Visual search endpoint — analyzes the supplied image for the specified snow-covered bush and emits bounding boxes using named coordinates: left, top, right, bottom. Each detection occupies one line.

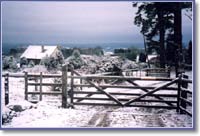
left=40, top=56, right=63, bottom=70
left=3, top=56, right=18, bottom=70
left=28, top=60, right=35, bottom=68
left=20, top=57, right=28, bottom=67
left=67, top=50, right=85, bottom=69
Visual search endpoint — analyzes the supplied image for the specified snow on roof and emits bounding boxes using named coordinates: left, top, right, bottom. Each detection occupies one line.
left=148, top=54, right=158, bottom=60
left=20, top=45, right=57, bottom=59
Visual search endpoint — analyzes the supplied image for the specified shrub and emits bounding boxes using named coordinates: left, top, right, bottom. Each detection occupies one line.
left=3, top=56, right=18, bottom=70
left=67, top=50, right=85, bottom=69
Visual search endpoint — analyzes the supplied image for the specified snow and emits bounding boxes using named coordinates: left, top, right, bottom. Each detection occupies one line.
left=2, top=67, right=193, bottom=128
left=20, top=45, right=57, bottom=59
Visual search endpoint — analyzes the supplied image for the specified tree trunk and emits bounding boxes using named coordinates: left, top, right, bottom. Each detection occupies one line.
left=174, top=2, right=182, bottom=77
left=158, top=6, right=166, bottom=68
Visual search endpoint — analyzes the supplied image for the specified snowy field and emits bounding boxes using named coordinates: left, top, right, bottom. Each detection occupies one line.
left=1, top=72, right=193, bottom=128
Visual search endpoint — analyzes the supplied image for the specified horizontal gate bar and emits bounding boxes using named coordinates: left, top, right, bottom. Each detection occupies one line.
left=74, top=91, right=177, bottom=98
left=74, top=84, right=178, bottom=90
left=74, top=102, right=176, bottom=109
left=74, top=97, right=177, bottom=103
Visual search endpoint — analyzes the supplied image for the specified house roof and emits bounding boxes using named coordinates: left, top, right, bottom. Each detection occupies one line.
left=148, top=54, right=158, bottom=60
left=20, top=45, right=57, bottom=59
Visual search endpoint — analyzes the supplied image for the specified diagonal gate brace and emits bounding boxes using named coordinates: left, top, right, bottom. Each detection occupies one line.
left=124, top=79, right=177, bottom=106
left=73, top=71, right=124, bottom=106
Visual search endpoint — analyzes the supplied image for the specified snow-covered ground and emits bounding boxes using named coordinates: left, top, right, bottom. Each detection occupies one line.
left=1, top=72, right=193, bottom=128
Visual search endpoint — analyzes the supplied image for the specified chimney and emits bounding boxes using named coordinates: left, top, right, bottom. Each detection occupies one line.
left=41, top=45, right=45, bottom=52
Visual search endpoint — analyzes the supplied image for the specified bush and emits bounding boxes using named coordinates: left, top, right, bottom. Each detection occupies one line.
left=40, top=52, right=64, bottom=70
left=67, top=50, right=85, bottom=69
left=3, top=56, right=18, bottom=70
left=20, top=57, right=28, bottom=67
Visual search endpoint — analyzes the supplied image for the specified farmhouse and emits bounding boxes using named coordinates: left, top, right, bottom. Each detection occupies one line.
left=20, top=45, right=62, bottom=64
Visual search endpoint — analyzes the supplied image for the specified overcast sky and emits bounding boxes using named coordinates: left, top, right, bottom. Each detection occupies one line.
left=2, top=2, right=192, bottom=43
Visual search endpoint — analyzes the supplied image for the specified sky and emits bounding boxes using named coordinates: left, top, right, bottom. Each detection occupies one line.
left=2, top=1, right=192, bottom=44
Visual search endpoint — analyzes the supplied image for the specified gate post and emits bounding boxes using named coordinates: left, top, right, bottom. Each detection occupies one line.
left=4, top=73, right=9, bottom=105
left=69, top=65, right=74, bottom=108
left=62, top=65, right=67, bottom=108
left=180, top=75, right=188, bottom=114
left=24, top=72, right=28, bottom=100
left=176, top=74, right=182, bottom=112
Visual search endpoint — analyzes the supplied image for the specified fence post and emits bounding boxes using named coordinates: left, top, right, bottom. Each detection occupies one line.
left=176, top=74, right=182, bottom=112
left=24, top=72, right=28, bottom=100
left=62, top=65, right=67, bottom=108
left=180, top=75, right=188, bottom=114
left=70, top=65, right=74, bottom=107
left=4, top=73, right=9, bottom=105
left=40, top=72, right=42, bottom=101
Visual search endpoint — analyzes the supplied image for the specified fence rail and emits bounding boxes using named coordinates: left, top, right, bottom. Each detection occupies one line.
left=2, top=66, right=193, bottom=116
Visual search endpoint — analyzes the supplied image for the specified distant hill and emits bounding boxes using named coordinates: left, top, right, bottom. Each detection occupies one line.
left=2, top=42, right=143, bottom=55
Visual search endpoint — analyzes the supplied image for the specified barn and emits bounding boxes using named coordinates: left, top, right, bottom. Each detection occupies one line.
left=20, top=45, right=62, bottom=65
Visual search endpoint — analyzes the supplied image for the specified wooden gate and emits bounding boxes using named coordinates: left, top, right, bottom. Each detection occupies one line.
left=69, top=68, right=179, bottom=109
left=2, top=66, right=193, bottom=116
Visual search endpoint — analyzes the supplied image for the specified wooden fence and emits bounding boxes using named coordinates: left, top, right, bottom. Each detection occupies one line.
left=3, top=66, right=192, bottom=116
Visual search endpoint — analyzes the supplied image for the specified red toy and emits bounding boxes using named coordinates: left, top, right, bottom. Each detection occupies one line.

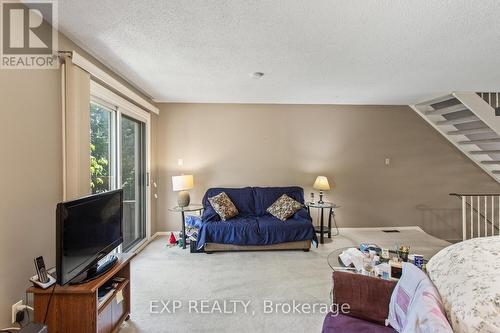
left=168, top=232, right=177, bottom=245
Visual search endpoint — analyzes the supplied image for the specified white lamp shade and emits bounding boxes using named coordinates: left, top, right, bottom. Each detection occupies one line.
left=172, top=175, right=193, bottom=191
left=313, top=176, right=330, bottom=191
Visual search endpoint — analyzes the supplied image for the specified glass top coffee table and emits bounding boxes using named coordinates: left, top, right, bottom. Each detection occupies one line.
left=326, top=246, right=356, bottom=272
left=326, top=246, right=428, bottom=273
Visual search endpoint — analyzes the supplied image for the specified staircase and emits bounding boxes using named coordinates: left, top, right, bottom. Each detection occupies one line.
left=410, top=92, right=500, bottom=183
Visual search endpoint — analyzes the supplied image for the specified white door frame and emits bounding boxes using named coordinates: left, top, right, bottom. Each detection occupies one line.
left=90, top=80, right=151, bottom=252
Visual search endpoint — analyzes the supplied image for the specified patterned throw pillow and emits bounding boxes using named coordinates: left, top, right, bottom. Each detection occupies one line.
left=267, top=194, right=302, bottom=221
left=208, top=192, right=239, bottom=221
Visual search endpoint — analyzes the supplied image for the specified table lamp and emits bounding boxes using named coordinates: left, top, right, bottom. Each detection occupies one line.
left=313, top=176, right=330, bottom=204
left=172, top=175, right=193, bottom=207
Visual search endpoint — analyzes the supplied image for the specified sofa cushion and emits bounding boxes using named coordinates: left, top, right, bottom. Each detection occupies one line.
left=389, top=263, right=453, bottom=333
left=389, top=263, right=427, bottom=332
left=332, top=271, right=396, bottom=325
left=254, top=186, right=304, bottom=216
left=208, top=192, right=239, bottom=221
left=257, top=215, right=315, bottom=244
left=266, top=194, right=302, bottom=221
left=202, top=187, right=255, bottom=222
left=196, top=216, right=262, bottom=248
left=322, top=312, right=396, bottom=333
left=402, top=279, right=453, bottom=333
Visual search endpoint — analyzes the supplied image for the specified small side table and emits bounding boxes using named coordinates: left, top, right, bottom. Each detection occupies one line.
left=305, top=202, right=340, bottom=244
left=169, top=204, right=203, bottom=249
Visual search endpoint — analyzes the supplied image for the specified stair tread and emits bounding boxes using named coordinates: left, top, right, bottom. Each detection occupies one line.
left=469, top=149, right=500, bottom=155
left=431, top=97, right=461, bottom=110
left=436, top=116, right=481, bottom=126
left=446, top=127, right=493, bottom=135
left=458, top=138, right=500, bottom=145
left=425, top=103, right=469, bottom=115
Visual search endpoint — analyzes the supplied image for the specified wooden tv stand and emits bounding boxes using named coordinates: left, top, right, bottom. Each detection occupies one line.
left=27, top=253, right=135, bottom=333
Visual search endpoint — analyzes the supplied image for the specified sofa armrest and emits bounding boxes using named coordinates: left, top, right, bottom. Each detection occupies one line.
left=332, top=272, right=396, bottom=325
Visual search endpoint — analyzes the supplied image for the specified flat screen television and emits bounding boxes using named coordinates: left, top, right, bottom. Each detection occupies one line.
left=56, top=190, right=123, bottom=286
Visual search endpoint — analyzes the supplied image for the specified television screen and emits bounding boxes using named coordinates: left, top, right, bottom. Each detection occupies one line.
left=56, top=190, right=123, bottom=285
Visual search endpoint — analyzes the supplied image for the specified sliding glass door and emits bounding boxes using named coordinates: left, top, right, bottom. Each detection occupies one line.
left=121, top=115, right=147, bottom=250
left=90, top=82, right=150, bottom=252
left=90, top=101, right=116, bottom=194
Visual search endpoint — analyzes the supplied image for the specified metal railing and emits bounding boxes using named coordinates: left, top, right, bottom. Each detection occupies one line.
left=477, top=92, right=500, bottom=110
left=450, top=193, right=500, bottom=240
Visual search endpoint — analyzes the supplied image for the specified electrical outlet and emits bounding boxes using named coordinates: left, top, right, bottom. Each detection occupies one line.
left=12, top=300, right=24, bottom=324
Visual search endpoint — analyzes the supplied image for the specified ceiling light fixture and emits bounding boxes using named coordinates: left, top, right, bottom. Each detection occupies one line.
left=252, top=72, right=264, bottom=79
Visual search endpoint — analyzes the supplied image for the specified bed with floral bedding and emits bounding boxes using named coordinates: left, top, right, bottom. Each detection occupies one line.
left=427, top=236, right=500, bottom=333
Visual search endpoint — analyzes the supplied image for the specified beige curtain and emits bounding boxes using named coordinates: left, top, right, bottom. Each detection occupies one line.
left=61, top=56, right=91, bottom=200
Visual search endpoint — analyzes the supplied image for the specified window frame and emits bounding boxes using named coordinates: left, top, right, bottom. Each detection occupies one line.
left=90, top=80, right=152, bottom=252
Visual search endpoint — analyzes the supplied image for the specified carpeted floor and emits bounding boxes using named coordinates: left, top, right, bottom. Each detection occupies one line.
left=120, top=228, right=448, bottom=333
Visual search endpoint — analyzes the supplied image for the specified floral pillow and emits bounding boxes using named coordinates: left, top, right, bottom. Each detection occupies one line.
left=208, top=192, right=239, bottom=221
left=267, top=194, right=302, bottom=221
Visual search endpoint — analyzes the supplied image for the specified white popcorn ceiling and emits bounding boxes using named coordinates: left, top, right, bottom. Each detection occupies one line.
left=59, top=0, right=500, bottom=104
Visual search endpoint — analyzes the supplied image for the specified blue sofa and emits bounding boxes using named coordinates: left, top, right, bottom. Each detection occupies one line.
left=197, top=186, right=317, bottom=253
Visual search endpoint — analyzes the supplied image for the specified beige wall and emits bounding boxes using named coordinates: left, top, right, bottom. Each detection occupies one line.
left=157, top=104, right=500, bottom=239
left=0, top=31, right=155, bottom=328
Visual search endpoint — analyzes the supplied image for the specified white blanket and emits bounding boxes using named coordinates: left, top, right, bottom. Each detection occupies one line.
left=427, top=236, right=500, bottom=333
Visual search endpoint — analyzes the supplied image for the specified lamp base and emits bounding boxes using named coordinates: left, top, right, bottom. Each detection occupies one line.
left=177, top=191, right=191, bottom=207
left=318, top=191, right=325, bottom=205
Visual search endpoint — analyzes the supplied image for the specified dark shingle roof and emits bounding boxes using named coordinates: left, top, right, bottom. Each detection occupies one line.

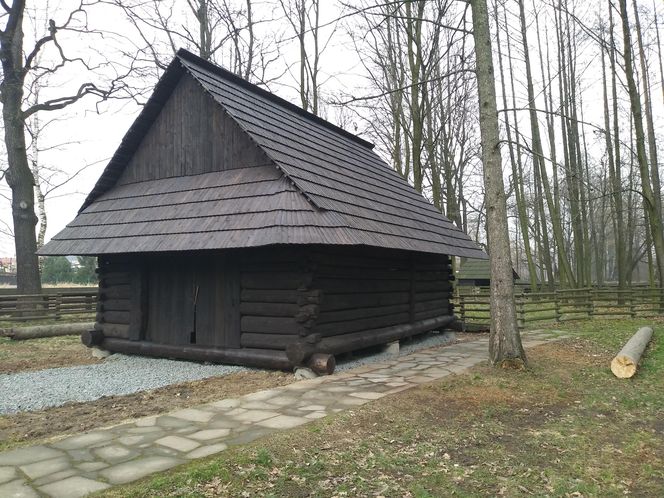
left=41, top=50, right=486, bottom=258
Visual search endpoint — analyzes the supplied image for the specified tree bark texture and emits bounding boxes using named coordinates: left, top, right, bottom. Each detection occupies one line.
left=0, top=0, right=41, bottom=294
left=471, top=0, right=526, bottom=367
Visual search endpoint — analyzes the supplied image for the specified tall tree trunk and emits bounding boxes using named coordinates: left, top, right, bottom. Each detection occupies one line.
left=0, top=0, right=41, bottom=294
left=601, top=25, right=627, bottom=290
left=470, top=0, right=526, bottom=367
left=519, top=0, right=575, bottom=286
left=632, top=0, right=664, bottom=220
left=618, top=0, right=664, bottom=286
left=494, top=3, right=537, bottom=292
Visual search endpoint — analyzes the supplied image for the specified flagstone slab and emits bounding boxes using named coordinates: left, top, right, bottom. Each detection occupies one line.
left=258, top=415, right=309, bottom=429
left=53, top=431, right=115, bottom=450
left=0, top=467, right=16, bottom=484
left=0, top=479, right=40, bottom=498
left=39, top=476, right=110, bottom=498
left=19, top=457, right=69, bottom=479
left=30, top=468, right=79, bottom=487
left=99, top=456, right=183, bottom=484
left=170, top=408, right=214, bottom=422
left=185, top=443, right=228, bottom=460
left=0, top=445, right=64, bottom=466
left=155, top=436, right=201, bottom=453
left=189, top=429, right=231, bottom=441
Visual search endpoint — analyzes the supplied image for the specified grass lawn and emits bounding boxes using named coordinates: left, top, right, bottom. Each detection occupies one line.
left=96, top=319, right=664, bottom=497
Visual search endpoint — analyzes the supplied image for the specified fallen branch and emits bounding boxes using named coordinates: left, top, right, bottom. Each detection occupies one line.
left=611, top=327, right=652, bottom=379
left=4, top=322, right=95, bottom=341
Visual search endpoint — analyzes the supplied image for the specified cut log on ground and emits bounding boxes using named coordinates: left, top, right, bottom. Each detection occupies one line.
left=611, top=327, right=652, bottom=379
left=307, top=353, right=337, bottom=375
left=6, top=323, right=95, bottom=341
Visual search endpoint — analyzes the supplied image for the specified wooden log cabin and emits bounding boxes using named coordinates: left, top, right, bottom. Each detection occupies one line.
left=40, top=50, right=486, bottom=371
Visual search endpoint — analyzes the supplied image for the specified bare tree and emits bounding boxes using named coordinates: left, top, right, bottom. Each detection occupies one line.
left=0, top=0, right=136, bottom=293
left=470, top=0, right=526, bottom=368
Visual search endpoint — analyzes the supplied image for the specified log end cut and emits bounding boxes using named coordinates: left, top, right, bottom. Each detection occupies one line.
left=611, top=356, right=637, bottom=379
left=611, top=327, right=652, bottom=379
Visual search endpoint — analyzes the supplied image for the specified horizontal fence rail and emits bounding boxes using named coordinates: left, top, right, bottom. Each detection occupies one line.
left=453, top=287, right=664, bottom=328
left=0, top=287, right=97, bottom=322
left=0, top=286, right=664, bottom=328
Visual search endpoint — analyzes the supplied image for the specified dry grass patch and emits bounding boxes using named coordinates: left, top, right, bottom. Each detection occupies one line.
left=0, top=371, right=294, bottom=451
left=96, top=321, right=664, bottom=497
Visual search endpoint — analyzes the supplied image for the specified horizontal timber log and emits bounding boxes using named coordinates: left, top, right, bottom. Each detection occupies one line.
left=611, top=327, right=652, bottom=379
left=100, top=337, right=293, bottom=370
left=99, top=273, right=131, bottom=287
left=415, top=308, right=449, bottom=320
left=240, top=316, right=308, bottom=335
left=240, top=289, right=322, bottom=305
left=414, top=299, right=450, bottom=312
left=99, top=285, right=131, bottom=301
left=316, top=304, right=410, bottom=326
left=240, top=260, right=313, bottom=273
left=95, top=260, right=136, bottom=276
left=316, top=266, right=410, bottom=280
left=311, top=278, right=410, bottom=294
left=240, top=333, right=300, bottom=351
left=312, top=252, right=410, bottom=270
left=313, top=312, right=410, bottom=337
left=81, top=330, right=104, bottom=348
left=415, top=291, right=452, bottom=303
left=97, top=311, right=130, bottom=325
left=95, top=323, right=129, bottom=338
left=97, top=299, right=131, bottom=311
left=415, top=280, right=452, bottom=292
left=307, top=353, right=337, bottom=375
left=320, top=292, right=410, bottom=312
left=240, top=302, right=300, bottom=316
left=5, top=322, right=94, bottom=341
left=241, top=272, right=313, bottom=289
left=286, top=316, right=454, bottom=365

## What is needed
Convert the records, starting at their beginning and ending at the line that contains "left=40, top=56, right=63, bottom=70", into a two-column CSV with the headers input and output. Each row should pair a text with its answer, with every field in quotes, line breaks changed to spaces, and the pictures left out.

## Response below
input,output
"Visual search endpoint — analyzes the supplied image for the specified snow-covered bush and emits bounding boxes using named coordinates: left, top, right, bottom. Each detection occupies one line.","left=40, top=56, right=63, bottom=70"